=== EXERCISE PROMPT ===
Copy out, word for word, every line from the one containing "Each instance receives one keypoint. Mark the dark" down to the one containing "Each instance receives one keypoint. Mark the black", including both of those lines.

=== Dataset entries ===
---------------

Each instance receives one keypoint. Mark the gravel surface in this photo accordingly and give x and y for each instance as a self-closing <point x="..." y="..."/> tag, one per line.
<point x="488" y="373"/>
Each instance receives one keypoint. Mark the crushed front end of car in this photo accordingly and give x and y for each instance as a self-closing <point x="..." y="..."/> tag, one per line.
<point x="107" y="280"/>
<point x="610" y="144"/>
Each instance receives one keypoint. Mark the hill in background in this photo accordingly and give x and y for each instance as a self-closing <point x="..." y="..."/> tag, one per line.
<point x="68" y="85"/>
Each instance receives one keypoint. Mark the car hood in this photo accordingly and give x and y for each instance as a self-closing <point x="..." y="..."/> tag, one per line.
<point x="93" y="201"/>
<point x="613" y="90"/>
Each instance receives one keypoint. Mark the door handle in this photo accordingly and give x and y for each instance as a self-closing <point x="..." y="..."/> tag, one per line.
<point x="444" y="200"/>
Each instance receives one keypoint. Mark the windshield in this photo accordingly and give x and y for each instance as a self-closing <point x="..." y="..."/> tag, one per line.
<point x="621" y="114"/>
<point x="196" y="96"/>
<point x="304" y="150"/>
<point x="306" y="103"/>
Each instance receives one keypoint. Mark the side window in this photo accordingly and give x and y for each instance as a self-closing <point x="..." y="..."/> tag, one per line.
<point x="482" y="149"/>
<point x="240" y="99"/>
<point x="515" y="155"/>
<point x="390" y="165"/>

---------------

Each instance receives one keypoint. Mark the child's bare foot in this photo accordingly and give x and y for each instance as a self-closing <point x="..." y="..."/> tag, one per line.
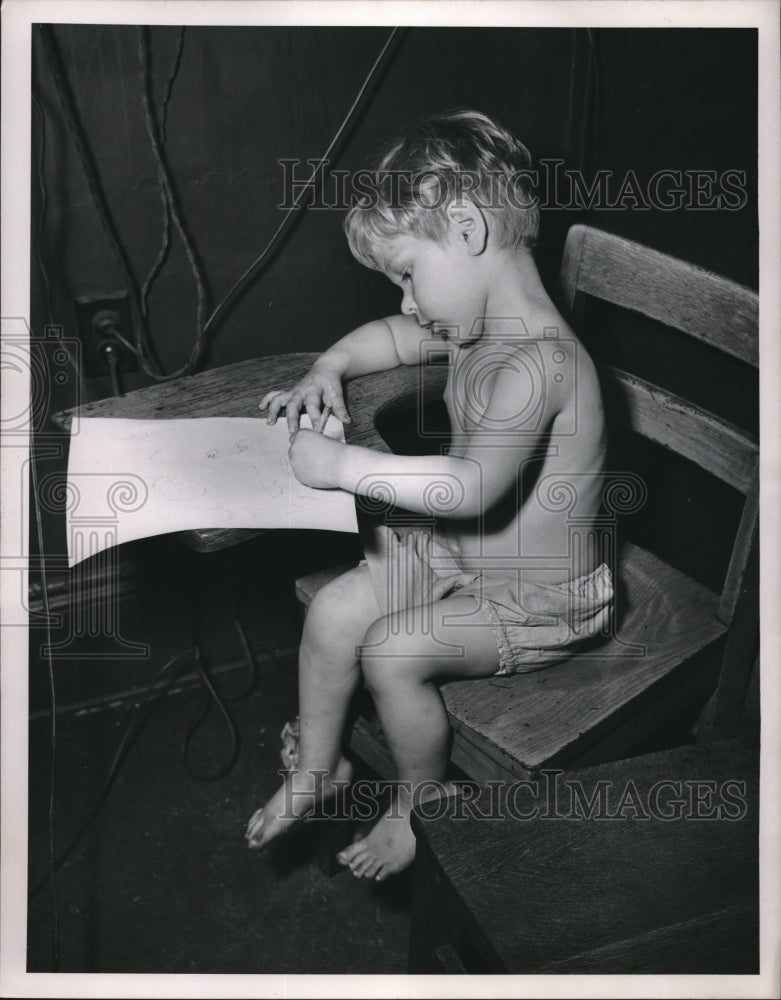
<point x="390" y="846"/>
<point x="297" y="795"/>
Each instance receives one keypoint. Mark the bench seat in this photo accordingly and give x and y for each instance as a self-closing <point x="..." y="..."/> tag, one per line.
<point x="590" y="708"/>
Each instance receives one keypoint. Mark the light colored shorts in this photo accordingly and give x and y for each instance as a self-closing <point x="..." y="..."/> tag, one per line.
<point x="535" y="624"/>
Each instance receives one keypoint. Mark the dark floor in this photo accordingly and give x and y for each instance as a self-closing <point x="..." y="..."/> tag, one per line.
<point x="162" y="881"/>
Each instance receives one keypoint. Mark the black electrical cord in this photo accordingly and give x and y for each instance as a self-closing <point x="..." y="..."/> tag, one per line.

---------------

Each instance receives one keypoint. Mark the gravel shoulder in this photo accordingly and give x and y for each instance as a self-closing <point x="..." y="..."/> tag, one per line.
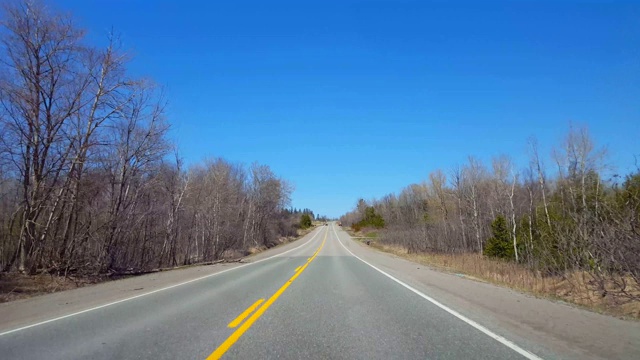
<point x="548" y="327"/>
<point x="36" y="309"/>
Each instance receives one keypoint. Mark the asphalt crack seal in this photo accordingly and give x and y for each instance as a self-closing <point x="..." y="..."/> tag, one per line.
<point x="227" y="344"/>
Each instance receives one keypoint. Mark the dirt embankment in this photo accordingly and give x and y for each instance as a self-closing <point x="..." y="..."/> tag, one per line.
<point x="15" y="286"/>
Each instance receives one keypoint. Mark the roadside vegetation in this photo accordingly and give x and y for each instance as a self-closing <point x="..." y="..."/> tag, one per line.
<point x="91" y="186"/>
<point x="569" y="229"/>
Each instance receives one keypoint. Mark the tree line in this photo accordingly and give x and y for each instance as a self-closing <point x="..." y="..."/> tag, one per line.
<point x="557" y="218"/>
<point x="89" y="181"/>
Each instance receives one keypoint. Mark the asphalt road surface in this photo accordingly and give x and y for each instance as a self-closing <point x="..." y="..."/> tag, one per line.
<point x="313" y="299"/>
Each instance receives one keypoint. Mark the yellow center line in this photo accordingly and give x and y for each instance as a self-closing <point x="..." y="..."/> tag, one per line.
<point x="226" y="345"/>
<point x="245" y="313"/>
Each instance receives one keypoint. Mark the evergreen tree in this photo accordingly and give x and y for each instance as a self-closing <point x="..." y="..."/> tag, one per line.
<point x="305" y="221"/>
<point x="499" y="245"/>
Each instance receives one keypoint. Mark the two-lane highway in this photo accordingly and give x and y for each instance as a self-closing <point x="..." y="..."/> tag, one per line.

---------------

=== EXERCISE OUTPUT ===
Each instance receives one keypoint. Mark the dark floor in this photo accordingly and give x and y for each instance as a self-closing <point x="..." y="..."/> tag, one per line.
<point x="162" y="881"/>
Each instance receives one keypoint. Mark the black electrical cord in this photo accordingly and give x and y for each instance as a self-closing <point x="..." y="..."/> tag, one per line.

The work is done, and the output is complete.